- [Extracted records]:

-- -- --

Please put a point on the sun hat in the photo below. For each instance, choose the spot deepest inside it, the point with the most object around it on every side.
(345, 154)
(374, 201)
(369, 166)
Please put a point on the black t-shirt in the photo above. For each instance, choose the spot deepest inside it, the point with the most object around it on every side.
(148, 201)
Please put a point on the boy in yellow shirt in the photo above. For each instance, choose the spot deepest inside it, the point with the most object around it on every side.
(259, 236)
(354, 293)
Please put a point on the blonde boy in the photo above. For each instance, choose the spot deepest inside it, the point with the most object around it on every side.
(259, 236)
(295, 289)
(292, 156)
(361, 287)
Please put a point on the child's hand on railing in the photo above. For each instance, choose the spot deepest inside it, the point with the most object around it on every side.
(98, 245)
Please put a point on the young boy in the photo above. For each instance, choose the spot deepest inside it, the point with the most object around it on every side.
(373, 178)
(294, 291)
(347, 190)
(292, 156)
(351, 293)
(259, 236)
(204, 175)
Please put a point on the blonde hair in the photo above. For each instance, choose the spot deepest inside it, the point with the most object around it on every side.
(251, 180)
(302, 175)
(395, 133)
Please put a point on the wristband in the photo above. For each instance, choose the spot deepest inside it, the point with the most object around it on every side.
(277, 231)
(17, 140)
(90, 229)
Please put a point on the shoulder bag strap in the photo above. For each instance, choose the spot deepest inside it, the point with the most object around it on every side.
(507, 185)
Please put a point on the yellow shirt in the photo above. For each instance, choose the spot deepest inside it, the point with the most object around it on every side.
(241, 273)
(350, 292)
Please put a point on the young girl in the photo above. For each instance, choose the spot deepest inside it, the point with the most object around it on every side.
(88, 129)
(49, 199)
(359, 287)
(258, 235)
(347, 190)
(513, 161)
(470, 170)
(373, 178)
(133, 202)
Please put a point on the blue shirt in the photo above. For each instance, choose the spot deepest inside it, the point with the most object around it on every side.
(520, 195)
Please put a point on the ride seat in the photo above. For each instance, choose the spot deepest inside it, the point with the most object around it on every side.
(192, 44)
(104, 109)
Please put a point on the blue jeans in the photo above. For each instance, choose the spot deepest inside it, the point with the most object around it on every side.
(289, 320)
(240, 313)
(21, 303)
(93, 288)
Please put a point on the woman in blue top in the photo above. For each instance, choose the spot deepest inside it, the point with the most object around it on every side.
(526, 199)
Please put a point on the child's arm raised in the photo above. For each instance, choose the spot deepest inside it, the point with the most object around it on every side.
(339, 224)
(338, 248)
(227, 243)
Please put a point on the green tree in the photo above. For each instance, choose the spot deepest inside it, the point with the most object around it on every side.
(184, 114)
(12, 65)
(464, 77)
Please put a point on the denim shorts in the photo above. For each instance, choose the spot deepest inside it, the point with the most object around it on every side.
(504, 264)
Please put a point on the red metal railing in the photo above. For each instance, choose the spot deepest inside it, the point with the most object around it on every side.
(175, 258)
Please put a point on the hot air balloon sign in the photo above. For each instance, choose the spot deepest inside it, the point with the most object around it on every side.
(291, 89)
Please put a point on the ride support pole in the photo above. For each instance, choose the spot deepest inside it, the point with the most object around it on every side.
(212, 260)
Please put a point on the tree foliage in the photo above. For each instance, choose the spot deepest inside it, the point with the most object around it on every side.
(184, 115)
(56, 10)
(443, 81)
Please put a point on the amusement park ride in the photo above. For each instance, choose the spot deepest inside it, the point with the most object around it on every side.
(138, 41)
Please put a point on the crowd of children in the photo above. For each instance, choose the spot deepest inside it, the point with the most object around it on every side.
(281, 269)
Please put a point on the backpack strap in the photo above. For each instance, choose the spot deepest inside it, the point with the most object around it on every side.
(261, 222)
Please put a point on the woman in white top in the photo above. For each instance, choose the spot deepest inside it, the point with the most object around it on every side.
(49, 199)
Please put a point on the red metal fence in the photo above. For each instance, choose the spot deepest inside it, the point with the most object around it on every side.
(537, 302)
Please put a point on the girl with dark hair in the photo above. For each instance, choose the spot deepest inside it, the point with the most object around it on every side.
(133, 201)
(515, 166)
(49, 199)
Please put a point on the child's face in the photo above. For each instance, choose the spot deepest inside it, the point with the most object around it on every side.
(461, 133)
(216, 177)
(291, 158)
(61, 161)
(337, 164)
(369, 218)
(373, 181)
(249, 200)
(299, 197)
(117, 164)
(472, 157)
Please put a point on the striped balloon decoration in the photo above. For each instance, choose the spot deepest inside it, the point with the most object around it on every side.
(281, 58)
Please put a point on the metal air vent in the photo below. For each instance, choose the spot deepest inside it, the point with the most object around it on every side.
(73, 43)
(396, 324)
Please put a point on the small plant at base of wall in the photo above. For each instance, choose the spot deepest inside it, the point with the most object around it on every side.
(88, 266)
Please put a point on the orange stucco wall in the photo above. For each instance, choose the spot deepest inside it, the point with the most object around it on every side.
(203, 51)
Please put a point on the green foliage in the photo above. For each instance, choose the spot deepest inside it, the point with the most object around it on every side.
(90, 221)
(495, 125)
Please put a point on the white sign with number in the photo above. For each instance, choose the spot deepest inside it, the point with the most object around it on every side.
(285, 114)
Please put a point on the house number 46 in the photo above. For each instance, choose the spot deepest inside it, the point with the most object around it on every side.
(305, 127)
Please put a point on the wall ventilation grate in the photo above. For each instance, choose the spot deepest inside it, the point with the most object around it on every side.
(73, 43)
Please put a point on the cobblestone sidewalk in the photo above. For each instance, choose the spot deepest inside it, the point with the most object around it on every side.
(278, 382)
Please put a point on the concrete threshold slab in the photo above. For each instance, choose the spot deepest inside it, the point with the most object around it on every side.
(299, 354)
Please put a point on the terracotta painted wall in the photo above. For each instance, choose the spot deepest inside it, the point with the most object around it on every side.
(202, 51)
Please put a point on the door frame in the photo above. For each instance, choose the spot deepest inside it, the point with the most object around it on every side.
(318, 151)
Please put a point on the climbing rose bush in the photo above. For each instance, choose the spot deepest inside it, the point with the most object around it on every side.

-- -- --

- [Your objective]: Write out exactly the final stretch of the records: the line containing "Please put a point on the terracotta" and every line after it, through the last, and nothing else.

- [Solution below]:
Please put a point on the terracotta painted wall in the photo above. For each instance, choose the spot deepest inside it, the point with the most object around it on every side.
(202, 51)
Please put a point on the door frame in the photo above. For each instance, choose the spot deepest inside it, the point with the most object around it on every side.
(318, 151)
Please put a point on the climbing rose bush in the photo above. For each instance, choose the spot deepest inside it, the point with the most object around it on every side.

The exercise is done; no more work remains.